__CONSIGNE A__. Relevez chaque ligne des enregistrements où figure le mot « window ».

__ARTICLE__.
####

NUMÉRIQUE

"Nous avons obtenu ce pourquoi nous nous battions, il n'y avait plus de raison à s'obstiner dans une procédure judiciaire." HERVÉ DE LA MARTINIÈRE, LA MARTINIÈRE- Photo OLIVIER DION

Avec Google, tout se termine sinon en chanson, du moins en transaction. L'assignation pour contrefaçon engagée par La Martinière en 2006 se boucle donc par "un accord définissant contractuellement les conditions de numérisation des oeuvres indisponibles", selon un communiqué commun le 25 août. Le moteur de recherche évite la poursuite en appel du seul procès qui lui a valu une condamnation de son programme de numérisation de livres entrepris aux Etats-Unis en 2004, et qui secoue les éditeurs du monde entier. "Nous avons obtenu ce pourquoi nous nous battions, il n'y avait plus de raison à s'obstiner dans une procédure judiciaire", explique Hervé de La Martinière, P-DG du groupe. Le volet financier n'est pas précisé.

####

__ENTRÉES__.
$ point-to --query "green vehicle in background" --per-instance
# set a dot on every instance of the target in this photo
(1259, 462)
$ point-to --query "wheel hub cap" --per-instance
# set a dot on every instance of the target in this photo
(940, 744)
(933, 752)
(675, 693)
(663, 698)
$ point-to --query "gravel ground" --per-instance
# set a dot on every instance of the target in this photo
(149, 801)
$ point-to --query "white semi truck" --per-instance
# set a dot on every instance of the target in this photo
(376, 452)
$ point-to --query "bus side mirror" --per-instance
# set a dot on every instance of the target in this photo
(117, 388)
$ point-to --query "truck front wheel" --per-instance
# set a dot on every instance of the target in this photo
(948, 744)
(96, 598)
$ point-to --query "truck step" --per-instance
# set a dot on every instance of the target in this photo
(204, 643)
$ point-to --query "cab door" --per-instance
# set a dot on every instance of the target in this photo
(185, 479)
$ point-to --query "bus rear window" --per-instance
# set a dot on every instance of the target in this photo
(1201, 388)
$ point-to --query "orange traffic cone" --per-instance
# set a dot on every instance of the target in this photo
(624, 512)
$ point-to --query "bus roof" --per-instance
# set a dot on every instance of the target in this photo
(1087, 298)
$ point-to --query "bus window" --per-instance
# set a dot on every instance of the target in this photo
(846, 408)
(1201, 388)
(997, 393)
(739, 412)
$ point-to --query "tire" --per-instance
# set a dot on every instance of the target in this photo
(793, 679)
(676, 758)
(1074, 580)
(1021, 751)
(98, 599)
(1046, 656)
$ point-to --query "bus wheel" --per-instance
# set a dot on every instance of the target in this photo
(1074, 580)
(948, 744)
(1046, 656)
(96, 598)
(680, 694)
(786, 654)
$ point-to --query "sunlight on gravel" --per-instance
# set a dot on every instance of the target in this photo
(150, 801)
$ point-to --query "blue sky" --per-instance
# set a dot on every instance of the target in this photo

####

__CONSIGNE B__. D'après l'article, en quelle année La Martinière a-t-elle engagé son assignation pour contrefaçon ?

__SOLUTION COMPLÈTE A__.
$ point-to --query "bus rear window" --per-instance
$ point-to --query "bus window" --per-instance

__SOLUTION COMPLÈTE B__. En 2006.